**What you need to do**.
Copy every row below word for word, leaving out the pictures.

** Start of Record extracts **

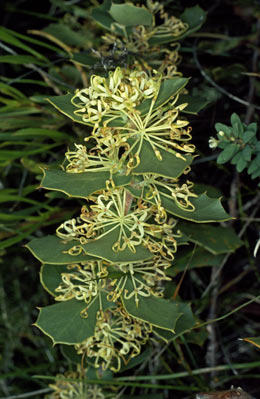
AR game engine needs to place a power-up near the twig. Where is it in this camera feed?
[192,40,260,109]
[0,388,52,399]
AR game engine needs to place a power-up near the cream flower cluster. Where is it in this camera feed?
[75,306,152,371]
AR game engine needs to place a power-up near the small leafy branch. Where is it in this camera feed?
[209,113,260,184]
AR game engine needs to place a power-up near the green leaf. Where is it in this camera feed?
[137,78,189,116]
[178,221,243,255]
[236,153,248,173]
[41,169,131,198]
[215,122,232,139]
[133,141,193,178]
[153,302,195,342]
[121,279,188,332]
[60,345,82,364]
[230,112,244,138]
[177,6,207,40]
[109,3,153,26]
[40,264,68,296]
[91,0,115,29]
[35,293,113,345]
[26,235,95,265]
[174,94,210,115]
[242,130,256,144]
[246,122,257,134]
[127,185,232,223]
[217,143,240,164]
[242,145,252,162]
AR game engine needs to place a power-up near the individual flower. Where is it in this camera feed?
[65,135,126,177]
[133,173,198,212]
[75,305,152,371]
[209,136,219,150]
[71,67,160,129]
[107,256,171,307]
[55,260,108,303]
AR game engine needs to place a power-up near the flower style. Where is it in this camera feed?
[65,135,126,178]
[75,306,152,371]
[134,173,198,212]
[107,256,171,307]
[55,260,108,303]
[45,367,105,399]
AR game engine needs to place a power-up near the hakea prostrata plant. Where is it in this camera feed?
[29,53,231,371]
[56,187,180,259]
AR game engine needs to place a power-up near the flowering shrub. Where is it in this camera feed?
[26,67,232,371]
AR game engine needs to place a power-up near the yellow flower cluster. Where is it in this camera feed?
[71,68,160,128]
[75,306,152,371]
[56,187,179,259]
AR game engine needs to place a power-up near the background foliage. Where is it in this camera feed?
[0,0,260,398]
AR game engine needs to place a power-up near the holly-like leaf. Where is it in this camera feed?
[121,279,187,332]
[133,141,193,178]
[127,185,232,223]
[153,302,195,342]
[41,169,131,198]
[109,3,153,26]
[35,293,113,345]
[26,235,96,265]
[40,264,69,296]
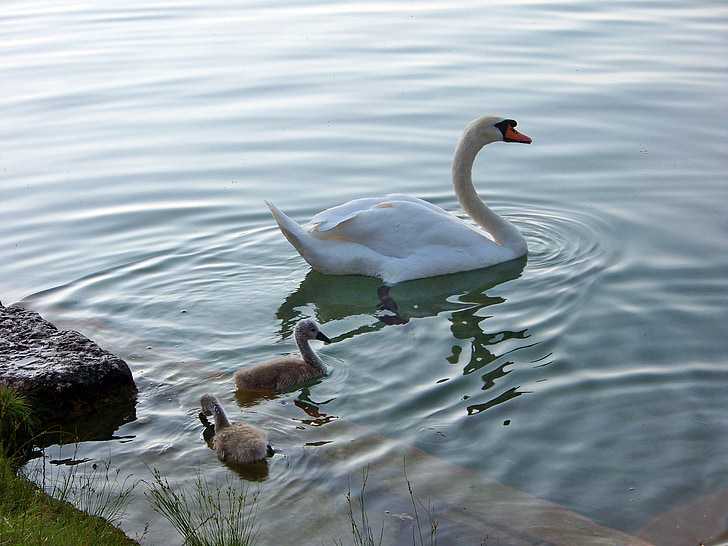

** End of Record extracts **

**Complete answer**.
AR game engine needs to place a power-up near the twig. Where is it in this camera feed?
[192,40,260,109]
[0,388,52,399]
AR game engine needs to place a power-up near the cream flower cluster. Where is it in this camera feed?
[75,306,152,371]
AR game engine needs to place a power-up near the small leafy branch. Where is it in this camera feed?
[209,113,260,184]
AR game engine needs to place a power-up near the green leaf. Where is it in this camera feed?
[137,78,189,116]
[178,221,243,255]
[236,153,248,173]
[41,169,131,198]
[215,122,232,139]
[133,141,193,178]
[153,302,195,342]
[121,279,188,332]
[60,345,82,364]
[230,112,244,138]
[177,6,207,40]
[109,3,153,26]
[40,264,68,296]
[91,0,115,29]
[35,293,113,345]
[26,235,95,265]
[174,94,210,115]
[242,130,256,144]
[246,122,257,134]
[127,185,232,223]
[217,143,240,164]
[242,145,252,162]
AR game engine needs to place a power-up near the individual flower. Where is it in this camera feed?
[65,135,126,177]
[133,173,198,212]
[75,305,152,371]
[209,136,219,150]
[71,67,160,129]
[107,256,171,307]
[55,260,108,303]
AR game engine needs to place a power-up near the flower style. Where is it in this camera feed?
[65,135,126,178]
[75,306,152,371]
[134,173,198,212]
[107,256,171,307]
[55,260,108,303]
[45,367,105,399]
AR game engine needs to place a power-up near the hakea prostrata plant. Where is it in this camera feed?
[29,53,231,371]
[56,187,180,259]
AR game engine needs to place a power-up near the flowering shrub. Where is it in this camera feed?
[26,67,232,371]
AR game engine needs to place a power-up near the yellow flower cluster. Where is it in this camera feed?
[71,68,160,128]
[75,306,152,371]
[56,187,179,259]
AR game engine needs to place a power-up near the background foliage. Where is it in this camera feed?
[0,0,260,398]
AR game engine needs to place a power-up near the holly-like leaf. Where is it in this camera feed?
[121,279,187,332]
[133,141,193,178]
[127,185,232,223]
[153,302,195,342]
[41,169,131,198]
[109,3,153,26]
[35,293,113,345]
[26,235,96,265]
[40,264,69,296]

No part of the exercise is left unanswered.